** TEXT follows **

The national bioscience climate continues to heat up, even in the light of the cold, hard facts of the recent economic downturn. According to Battelle/ BIO (Biotechnology Industry Organization) State Bioscience Initiatives 2010, even during the recession, the bioscience industry is a positive generator of net income across each subsector, whether (1) research, testing, and medical labs, (2) agricultural feedstock and chemicals, (3) medical devices and equipment, or (4) drugs and pharmaceuticals." A dozen states - California, Illinois, Indiana, Iowa, Massachusetts, Minnesota, New Jersey, North Carolina, Ohio, Pennsylvania, Tennessee, and Texas - have a large and specialized bioscience base in at least one of the four sectors.
The study advises that the attraction and growth of the bioscience and pharmaceutical industries takes innovative economic development policies that encourage bioscience development initiatives; a focus on agricultural biotechnology, bioenergy, and bioproducts industry subsectors; implementation of programs that build R&D capacity and advance commercialization of research discoveries; improving access to early-stage capital; and tax policies that support the niche.

** End of TEXT **

- EXERCISE DESCRIPTION: Rewrite the bioscience industry passage starting with "The study advises" and going on through "support the niche.", changing "early-stage capital" to "venture capital".

** DATA PROVIDED follows **

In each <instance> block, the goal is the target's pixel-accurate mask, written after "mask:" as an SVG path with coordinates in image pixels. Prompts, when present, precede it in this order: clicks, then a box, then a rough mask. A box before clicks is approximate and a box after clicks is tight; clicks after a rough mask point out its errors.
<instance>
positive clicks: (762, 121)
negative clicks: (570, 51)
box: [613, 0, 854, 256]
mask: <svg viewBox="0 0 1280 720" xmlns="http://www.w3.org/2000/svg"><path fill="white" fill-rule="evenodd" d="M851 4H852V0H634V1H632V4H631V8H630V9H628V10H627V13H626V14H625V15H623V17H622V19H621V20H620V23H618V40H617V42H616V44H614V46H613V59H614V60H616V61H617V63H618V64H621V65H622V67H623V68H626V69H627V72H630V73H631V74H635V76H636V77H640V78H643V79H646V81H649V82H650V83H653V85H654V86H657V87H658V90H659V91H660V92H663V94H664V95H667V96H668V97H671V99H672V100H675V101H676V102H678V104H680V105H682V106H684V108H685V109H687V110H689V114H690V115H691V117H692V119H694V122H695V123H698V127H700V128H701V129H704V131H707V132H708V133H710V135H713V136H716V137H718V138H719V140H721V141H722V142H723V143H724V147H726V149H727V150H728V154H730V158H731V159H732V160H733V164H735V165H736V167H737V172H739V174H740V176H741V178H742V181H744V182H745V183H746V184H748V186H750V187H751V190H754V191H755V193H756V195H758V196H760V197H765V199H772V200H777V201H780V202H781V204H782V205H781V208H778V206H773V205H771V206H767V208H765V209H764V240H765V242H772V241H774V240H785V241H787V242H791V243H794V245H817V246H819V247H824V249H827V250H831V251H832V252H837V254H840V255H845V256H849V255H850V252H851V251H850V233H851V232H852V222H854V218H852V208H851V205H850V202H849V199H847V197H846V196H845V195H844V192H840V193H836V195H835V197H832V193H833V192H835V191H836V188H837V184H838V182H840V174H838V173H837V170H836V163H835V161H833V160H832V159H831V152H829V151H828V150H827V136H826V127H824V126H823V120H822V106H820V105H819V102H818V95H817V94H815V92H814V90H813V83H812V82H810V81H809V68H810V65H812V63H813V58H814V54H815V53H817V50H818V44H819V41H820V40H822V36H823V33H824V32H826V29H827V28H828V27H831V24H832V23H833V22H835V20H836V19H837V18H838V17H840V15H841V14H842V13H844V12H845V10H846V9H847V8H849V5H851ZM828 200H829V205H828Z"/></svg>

** End of DATA PROVIDED **

- EXERCISE RESPONSE:
The study advises that the attraction and growth of the bioscience and pharmaceutical industries takes innovative economic development policies that encourage bioscience development initiatives; a focus on agricultural biotechnology, bioenergy, and bioproducts industry subsectors; implementation of programs that build R&D capacity and advance commercialization of research discoveries; improving access to venture capital; and tax policies that support the niche.